Extracted data entries:
# # # # #

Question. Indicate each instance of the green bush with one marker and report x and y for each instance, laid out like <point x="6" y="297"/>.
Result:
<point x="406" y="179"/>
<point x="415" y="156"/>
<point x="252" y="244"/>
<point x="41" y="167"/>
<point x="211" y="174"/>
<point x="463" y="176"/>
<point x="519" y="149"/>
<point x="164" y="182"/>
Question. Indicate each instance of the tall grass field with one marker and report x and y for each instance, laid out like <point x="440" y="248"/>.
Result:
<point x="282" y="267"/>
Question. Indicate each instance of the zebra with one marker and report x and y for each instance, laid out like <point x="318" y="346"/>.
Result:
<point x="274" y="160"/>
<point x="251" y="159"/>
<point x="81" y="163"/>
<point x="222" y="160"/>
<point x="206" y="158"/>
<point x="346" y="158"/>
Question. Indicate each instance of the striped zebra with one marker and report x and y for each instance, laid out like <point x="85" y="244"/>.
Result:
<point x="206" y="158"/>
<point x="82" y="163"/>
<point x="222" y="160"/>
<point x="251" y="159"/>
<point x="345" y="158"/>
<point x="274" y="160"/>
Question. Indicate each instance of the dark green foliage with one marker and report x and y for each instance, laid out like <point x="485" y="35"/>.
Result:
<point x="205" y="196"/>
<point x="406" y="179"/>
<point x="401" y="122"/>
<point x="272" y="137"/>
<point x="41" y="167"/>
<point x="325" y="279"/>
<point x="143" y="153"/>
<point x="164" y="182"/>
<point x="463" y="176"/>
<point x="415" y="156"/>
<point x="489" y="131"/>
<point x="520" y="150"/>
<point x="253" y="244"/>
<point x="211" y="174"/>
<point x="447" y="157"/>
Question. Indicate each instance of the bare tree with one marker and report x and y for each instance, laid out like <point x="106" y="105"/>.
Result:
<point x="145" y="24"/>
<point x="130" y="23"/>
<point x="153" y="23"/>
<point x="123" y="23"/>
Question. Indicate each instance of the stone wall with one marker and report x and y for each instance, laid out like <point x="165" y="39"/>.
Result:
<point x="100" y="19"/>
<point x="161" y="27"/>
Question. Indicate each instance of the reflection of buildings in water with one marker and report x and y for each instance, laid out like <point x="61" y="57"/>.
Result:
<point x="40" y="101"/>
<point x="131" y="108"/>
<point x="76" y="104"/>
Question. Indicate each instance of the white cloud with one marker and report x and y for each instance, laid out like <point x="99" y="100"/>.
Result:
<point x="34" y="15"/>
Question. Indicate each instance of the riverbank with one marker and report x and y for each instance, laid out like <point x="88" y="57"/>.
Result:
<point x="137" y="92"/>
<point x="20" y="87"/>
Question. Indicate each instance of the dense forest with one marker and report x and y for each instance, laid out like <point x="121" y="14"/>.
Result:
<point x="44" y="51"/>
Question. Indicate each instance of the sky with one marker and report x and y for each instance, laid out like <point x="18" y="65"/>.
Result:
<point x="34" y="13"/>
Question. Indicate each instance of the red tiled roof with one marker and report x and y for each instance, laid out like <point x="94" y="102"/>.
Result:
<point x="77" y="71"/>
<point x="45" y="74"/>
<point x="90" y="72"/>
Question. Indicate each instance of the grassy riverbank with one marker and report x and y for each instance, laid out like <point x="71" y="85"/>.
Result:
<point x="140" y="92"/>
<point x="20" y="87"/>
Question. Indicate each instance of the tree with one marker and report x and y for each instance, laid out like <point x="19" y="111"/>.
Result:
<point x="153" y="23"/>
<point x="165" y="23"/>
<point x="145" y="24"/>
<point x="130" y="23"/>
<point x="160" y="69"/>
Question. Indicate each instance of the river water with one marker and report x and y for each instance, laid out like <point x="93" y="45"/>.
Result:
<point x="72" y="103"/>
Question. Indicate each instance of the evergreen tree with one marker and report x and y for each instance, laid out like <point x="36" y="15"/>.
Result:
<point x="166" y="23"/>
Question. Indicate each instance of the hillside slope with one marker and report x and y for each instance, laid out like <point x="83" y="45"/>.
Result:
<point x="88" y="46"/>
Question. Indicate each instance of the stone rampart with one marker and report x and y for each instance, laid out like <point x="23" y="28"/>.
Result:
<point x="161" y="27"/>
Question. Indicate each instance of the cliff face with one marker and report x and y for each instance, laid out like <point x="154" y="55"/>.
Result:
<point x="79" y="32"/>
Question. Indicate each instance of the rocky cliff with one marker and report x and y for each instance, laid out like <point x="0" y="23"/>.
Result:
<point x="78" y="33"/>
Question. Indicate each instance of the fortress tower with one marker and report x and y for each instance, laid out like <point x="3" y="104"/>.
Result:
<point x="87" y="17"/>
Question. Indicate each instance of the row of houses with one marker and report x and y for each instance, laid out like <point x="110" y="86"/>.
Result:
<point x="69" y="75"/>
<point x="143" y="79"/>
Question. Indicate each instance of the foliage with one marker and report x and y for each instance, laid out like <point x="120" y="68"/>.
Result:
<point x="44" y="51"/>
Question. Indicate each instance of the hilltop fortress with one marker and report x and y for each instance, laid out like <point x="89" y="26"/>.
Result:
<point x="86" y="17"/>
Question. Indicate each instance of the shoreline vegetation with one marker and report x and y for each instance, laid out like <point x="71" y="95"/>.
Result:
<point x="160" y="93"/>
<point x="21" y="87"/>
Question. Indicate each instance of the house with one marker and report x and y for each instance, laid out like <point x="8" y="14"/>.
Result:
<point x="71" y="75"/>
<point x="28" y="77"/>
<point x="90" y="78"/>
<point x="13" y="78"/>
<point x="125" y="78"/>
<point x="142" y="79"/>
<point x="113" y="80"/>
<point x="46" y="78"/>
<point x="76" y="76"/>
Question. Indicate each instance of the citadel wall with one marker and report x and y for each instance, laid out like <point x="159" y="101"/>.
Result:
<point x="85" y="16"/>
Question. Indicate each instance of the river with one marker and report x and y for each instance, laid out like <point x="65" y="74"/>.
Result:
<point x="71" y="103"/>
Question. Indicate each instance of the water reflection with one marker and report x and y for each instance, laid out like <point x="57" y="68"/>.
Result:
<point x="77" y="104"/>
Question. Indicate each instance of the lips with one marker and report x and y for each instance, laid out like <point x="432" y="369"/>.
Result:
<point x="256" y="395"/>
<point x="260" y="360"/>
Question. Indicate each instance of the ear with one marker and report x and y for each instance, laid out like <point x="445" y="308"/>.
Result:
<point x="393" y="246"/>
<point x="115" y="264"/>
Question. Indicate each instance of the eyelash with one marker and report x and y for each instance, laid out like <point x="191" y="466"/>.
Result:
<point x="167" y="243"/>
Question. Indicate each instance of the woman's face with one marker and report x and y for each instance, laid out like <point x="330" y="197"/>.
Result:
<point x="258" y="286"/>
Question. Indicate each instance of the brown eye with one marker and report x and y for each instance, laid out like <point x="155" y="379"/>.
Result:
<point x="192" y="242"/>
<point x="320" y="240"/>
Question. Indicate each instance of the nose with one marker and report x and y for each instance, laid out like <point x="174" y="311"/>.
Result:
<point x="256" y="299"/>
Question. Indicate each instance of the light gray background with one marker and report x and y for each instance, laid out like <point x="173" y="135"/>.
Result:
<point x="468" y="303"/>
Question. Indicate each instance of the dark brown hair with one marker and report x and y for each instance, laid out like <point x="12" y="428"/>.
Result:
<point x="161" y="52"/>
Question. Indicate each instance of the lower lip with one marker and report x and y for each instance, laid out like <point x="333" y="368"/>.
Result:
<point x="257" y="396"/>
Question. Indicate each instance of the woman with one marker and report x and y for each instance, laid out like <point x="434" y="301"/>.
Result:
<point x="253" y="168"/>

# # # # #

What you will do:
Each entry must be printed again exactly as given.

Result of the exercise:
Question. Indicate each instance of the green bush with one marker and report x and y for each instance, laid out like <point x="6" y="297"/>.
Result:
<point x="406" y="179"/>
<point x="415" y="156"/>
<point x="252" y="244"/>
<point x="41" y="167"/>
<point x="211" y="174"/>
<point x="463" y="176"/>
<point x="519" y="149"/>
<point x="164" y="182"/>
Question. Indicate each instance of the tall grass field with one marker and report x and y for each instance, laid out like <point x="440" y="248"/>.
Result:
<point x="282" y="267"/>
Question. Indicate each instance of the zebra with one marker and report x and y for each instance, laid out like <point x="318" y="346"/>.
Result:
<point x="274" y="160"/>
<point x="251" y="159"/>
<point x="81" y="163"/>
<point x="222" y="160"/>
<point x="206" y="158"/>
<point x="346" y="158"/>
Question. Indicate each instance of the striped zebra with one marker and report x and y for each instance, laid out like <point x="85" y="244"/>.
Result:
<point x="206" y="158"/>
<point x="82" y="163"/>
<point x="222" y="160"/>
<point x="251" y="159"/>
<point x="345" y="158"/>
<point x="274" y="160"/>
Question. Indicate each instance of the dark green foliage with one marker and report x and y for each instance, laid out like <point x="485" y="35"/>.
Result:
<point x="205" y="196"/>
<point x="406" y="179"/>
<point x="401" y="122"/>
<point x="272" y="137"/>
<point x="41" y="167"/>
<point x="325" y="279"/>
<point x="143" y="153"/>
<point x="164" y="182"/>
<point x="463" y="176"/>
<point x="415" y="156"/>
<point x="489" y="131"/>
<point x="520" y="150"/>
<point x="253" y="244"/>
<point x="211" y="174"/>
<point x="447" y="157"/>
Question. Indicate each instance of the bare tree with one marker and report x and y for each instance, laid out like <point x="106" y="105"/>.
Result:
<point x="145" y="24"/>
<point x="130" y="23"/>
<point x="153" y="23"/>
<point x="123" y="23"/>
Question. Indicate each instance of the stone wall with one marker and report x and y for each instance, laid out like <point x="165" y="39"/>.
Result:
<point x="100" y="19"/>
<point x="161" y="27"/>
Question. Indicate each instance of the reflection of buildings in water with one marker and report x and y for each instance, laid out like <point x="61" y="57"/>.
Result:
<point x="40" y="101"/>
<point x="131" y="108"/>
<point x="76" y="104"/>
Question. Indicate each instance of the white cloud with one marker and report x and y for each instance, laid out like <point x="99" y="100"/>.
Result:
<point x="34" y="15"/>
Question. Indicate each instance of the riverbank with one marker and report x and y for each instance, laid out like <point x="88" y="57"/>.
Result:
<point x="137" y="92"/>
<point x="20" y="87"/>
Question. Indicate each instance of the dense forest with one marker and report x and y for each instance, laid out like <point x="121" y="14"/>.
Result:
<point x="44" y="51"/>
Question. Indicate each instance of the sky with one marker and report x and y for each instance, laid out like <point x="18" y="65"/>.
Result:
<point x="34" y="13"/>
Question. Indicate each instance of the red tiled roof with one marker and report x and y for each instance, laid out like <point x="94" y="102"/>.
Result:
<point x="77" y="71"/>
<point x="45" y="74"/>
<point x="90" y="72"/>
Question. Indicate each instance of the grassy riverbank with one marker and report x and y for each instance, laid out like <point x="71" y="85"/>.
Result:
<point x="140" y="92"/>
<point x="20" y="87"/>
Question. Indicate each instance of the tree with one marker and report x and y for each instance, laid out like <point x="19" y="111"/>.
Result:
<point x="153" y="23"/>
<point x="165" y="23"/>
<point x="145" y="24"/>
<point x="130" y="23"/>
<point x="160" y="69"/>
Question. Indicate each instance of the river water with one marker and report x and y for each instance, laid out like <point x="93" y="45"/>.
Result:
<point x="72" y="103"/>
Question. Indicate each instance of the evergreen tree with one marker and report x and y for each instance, laid out like <point x="36" y="15"/>.
Result:
<point x="166" y="23"/>
Question. Indicate each instance of the hillside slope with one marker and report x and y for each instance, laid out like <point x="83" y="45"/>.
Result:
<point x="88" y="46"/>
Question. Indicate each instance of the stone rampart with one marker and report x and y for each instance, laid out like <point x="23" y="28"/>.
Result:
<point x="161" y="27"/>
Question. Indicate each instance of the cliff face with one marker and report x and y for each instance, laid out like <point x="154" y="55"/>.
Result:
<point x="79" y="32"/>
Question. Indicate each instance of the rocky cliff with one marker and report x and y for each instance, laid out like <point x="0" y="23"/>.
Result:
<point x="78" y="33"/>
Question. Indicate each instance of the fortress tower with one marker and report x and y for each instance, laid out like <point x="3" y="104"/>.
Result:
<point x="87" y="17"/>
Question. Indicate each instance of the row of houses with one marker and report x and y for each instance, laid out like <point x="110" y="86"/>.
Result:
<point x="69" y="75"/>
<point x="143" y="79"/>
Question. Indicate each instance of the foliage with one marker and report x and y for each instance, laid out like <point x="120" y="68"/>.
Result:
<point x="44" y="51"/>
Question. Indicate each instance of the hilltop fortress with one marker and report x and y for each instance, laid out like <point x="89" y="26"/>.
Result:
<point x="86" y="17"/>
Question. Indicate each instance of the shoreline vegetation with one marker and report x and y for each instance, laid out like <point x="71" y="95"/>.
Result:
<point x="160" y="93"/>
<point x="21" y="87"/>
Question. Indicate each instance of the house with one marker and report x and y for each instance, laid out like <point x="8" y="14"/>.
Result:
<point x="71" y="75"/>
<point x="28" y="77"/>
<point x="90" y="78"/>
<point x="13" y="78"/>
<point x="125" y="78"/>
<point x="142" y="79"/>
<point x="113" y="80"/>
<point x="46" y="78"/>
<point x="76" y="76"/>
Question. Indicate each instance of the citadel wall with one marker and report x and y for each instance, laid out like <point x="159" y="101"/>.
Result:
<point x="85" y="16"/>
Question. Indicate each instance of the river with one marker and report x and y for each instance, laid out like <point x="65" y="74"/>.
Result:
<point x="71" y="103"/>
Question. Indicate each instance of the water reflection with one marker and report x and y for each instance, laid out like <point x="57" y="68"/>.
Result:
<point x="77" y="104"/>
Question. Indicate each instance of the lips with one marker and report x and y for each instance, laid out like <point x="432" y="369"/>.
Result:
<point x="256" y="395"/>
<point x="260" y="360"/>
Question. Indicate each instance of the ear with one marker and report x and y for each instance, laid out like <point x="445" y="308"/>.
Result:
<point x="393" y="246"/>
<point x="115" y="264"/>
Question. Indicate each instance of the eyelash with one marker and report x and y for each instance, laid out like <point x="191" y="466"/>.
Result:
<point x="167" y="243"/>
Question. Indicate each instance of the woman's face with one marker and report x and y for each instance, laid out like <point x="330" y="197"/>.
Result:
<point x="258" y="286"/>
Question. Indicate each instance of the brown eye with one marker and report x and y for each instance, laid out like <point x="155" y="379"/>.
Result:
<point x="192" y="242"/>
<point x="320" y="240"/>
Question. Indicate each instance of the nose with one marker and report x and y for each instance, laid out like <point x="174" y="311"/>.
Result:
<point x="256" y="299"/>
Question. Indicate each instance of the light gray background with one marker and report x and y for each instance, laid out like <point x="173" y="135"/>.
Result:
<point x="468" y="303"/>
Question. Indicate each instance of the dark brown hair with one marker and report x and y for each instance, laid out like <point x="12" y="428"/>.
Result:
<point x="161" y="52"/>
Question. Indicate each instance of the lower lip with one marker and report x and y for each instance, laid out like <point x="333" y="368"/>.
Result:
<point x="257" y="396"/>
Question. Indicate each instance of the woman with one marker and report x and y for each instance, laid out like <point x="434" y="301"/>.
Result:
<point x="253" y="168"/>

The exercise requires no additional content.